# What to do
Repeat the material exactly, leaving nothing out.

# Supplied material
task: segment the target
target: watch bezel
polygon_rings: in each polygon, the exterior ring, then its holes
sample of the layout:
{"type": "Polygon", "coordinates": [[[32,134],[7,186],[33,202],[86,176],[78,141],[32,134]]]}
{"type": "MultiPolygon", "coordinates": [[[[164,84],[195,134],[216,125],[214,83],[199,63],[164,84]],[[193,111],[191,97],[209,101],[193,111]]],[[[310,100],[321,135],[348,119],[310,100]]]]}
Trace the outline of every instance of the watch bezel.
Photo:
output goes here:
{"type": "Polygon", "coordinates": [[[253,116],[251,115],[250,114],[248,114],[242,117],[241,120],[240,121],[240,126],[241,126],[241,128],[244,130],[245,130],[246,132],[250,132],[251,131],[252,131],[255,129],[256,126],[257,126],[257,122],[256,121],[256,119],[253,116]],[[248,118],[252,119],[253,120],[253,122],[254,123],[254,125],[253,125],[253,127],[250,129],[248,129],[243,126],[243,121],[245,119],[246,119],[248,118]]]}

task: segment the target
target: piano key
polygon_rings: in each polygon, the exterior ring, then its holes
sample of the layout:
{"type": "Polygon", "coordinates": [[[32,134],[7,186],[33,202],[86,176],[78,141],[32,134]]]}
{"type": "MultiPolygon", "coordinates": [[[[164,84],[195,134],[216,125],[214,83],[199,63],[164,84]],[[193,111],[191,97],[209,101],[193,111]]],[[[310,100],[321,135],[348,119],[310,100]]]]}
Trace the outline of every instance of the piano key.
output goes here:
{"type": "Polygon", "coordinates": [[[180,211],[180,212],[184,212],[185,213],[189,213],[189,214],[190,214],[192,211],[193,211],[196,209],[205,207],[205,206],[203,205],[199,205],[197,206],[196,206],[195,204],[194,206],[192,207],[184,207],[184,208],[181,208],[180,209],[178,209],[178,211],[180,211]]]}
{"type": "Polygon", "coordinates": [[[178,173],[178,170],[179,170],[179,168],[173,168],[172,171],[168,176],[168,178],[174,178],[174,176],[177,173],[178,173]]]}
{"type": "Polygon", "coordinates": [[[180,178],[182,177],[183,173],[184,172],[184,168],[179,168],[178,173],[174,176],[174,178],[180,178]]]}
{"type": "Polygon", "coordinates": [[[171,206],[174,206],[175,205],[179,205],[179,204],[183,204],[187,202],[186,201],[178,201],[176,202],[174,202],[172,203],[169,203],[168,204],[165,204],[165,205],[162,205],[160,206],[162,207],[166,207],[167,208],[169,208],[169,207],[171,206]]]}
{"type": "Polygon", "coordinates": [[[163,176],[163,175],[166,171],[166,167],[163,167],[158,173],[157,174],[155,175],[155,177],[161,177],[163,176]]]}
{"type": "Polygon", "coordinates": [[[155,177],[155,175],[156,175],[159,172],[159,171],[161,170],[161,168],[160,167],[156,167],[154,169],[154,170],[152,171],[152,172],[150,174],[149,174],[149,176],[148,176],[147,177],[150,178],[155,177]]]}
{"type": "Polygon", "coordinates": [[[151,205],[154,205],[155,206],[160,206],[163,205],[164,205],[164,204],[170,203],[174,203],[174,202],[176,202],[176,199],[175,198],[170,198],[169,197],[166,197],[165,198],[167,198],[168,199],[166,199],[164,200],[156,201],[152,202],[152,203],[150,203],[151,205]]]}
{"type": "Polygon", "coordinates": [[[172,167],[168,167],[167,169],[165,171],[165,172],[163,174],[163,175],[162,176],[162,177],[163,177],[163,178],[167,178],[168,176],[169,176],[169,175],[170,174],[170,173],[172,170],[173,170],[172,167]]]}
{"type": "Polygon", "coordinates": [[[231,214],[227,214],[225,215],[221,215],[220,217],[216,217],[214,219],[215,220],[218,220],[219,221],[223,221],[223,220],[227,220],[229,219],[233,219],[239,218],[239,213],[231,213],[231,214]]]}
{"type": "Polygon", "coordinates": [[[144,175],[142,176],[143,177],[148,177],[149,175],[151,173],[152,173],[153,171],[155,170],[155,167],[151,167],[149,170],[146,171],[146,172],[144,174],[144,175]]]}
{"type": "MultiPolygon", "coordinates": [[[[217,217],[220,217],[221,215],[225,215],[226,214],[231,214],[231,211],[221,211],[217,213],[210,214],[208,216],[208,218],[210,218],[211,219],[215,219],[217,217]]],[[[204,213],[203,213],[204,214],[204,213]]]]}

# Task answer
task: segment the target
target: watch bezel
polygon_rings: in each polygon, the exterior ring, then its holes
sample of the layout:
{"type": "Polygon", "coordinates": [[[32,134],[7,186],[33,202],[86,176],[78,141],[32,134]]]}
{"type": "MultiPolygon", "coordinates": [[[[164,84],[195,134],[216,125],[214,83],[199,63],[164,84]],[[193,111],[191,97],[209,101],[193,111]]],[[[310,100],[321,135],[348,119],[310,100]]]]}
Trace the outline of every instance of the watch bezel.
Photo:
output goes here:
{"type": "Polygon", "coordinates": [[[253,116],[251,115],[250,114],[248,114],[242,117],[241,120],[240,121],[240,126],[241,126],[241,128],[244,130],[245,130],[246,132],[250,132],[251,131],[252,131],[255,129],[256,126],[257,126],[257,122],[256,121],[256,119],[253,116]],[[248,118],[252,119],[253,120],[253,122],[254,123],[254,125],[253,125],[253,127],[250,129],[248,129],[243,126],[243,121],[245,119],[246,119],[248,118]]]}

task: segment the target
target: piano key
polygon_rings: in each polygon, the exterior ring, then its holes
sample of the layout:
{"type": "Polygon", "coordinates": [[[32,134],[7,186],[33,202],[86,176],[78,141],[32,134]]]}
{"type": "MultiPolygon", "coordinates": [[[[164,84],[195,134],[216,125],[214,83],[199,63],[164,84]],[[193,111],[191,97],[209,101],[193,111]]],[[[310,100],[321,135],[348,119],[310,100]]]]}
Trace the outline of every instance of the piano key.
output goes here:
{"type": "Polygon", "coordinates": [[[180,211],[180,212],[184,212],[185,213],[189,213],[189,214],[190,214],[192,211],[193,211],[196,209],[205,207],[205,206],[203,205],[199,205],[197,206],[196,206],[195,204],[194,206],[192,207],[184,207],[184,208],[181,208],[180,209],[178,209],[178,211],[180,211]]]}
{"type": "Polygon", "coordinates": [[[178,173],[178,170],[179,170],[179,168],[173,168],[172,171],[168,176],[168,178],[174,178],[174,176],[177,173],[178,173]]]}
{"type": "Polygon", "coordinates": [[[180,178],[182,177],[183,173],[184,172],[184,168],[179,168],[178,173],[174,176],[174,178],[180,178]]]}
{"type": "Polygon", "coordinates": [[[171,206],[174,206],[175,205],[179,205],[179,204],[183,204],[187,202],[186,201],[178,201],[176,202],[174,202],[172,203],[169,203],[168,204],[165,204],[165,205],[162,205],[160,206],[162,207],[166,207],[167,208],[169,208],[169,207],[171,206]]]}
{"type": "Polygon", "coordinates": [[[163,176],[163,175],[166,171],[166,167],[163,167],[158,173],[157,174],[155,175],[155,177],[161,177],[163,176]]]}
{"type": "Polygon", "coordinates": [[[155,177],[155,175],[156,175],[159,172],[159,171],[161,170],[161,168],[160,167],[156,167],[154,169],[154,170],[152,171],[152,172],[150,174],[149,174],[149,176],[148,176],[147,177],[150,178],[155,177]]]}
{"type": "Polygon", "coordinates": [[[151,205],[154,205],[155,206],[160,206],[163,205],[164,205],[164,204],[170,203],[174,203],[174,202],[176,202],[176,199],[175,198],[170,198],[169,197],[166,197],[165,198],[167,198],[168,199],[166,199],[164,200],[156,201],[152,202],[152,203],[150,203],[151,205]]]}
{"type": "Polygon", "coordinates": [[[172,167],[168,167],[167,169],[165,171],[165,172],[163,174],[163,175],[162,176],[162,177],[163,177],[163,178],[167,178],[168,176],[169,176],[169,175],[170,174],[170,173],[172,170],[173,170],[172,167]]]}
{"type": "Polygon", "coordinates": [[[231,214],[227,214],[225,215],[221,215],[220,217],[216,217],[214,219],[215,220],[218,220],[219,221],[223,221],[223,220],[227,220],[229,219],[233,219],[239,218],[239,213],[231,213],[231,214]]]}
{"type": "Polygon", "coordinates": [[[144,175],[142,176],[143,177],[148,177],[149,175],[151,173],[152,173],[153,171],[155,170],[155,167],[151,167],[149,170],[146,171],[146,172],[144,174],[144,175]]]}
{"type": "MultiPolygon", "coordinates": [[[[217,217],[220,217],[221,215],[225,215],[226,214],[231,214],[231,211],[221,211],[217,213],[210,214],[208,216],[208,218],[210,218],[211,219],[215,219],[217,217]]],[[[204,213],[203,213],[204,214],[204,213]]]]}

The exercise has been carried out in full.